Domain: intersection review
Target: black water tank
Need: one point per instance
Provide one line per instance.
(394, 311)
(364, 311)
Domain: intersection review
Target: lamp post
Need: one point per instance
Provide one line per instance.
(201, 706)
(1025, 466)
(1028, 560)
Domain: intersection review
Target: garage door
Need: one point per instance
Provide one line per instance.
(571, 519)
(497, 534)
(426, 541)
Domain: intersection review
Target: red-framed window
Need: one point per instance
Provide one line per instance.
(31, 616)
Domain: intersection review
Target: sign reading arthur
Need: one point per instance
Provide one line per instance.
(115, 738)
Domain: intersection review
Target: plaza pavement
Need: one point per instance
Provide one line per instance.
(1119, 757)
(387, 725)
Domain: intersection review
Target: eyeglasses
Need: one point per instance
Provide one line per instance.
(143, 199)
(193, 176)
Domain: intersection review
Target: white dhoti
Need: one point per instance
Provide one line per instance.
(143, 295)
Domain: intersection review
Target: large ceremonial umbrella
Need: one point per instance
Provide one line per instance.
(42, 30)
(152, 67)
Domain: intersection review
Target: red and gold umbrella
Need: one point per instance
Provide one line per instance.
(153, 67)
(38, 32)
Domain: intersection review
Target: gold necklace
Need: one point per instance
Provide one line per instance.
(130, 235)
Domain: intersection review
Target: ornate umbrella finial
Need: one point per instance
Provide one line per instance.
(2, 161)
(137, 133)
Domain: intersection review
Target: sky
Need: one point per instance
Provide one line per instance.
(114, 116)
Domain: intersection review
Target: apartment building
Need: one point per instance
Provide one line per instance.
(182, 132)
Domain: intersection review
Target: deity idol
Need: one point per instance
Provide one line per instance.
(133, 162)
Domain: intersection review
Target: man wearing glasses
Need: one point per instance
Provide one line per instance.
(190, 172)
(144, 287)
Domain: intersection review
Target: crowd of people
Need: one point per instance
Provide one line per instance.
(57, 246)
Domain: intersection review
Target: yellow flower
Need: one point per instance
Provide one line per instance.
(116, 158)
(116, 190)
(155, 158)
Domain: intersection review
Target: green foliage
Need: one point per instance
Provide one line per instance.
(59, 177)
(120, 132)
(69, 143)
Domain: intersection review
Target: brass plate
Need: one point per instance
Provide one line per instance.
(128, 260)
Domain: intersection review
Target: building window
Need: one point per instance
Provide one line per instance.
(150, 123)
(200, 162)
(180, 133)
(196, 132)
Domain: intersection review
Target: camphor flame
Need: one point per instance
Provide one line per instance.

* [PROBLEM]
Pick out every line of the listing above that contains the string "building", where uppercase and lowercase count as different, and copy each of those lines in full.

* [ANSWER TO THIS TASK]
Target: apartment building
Target: building window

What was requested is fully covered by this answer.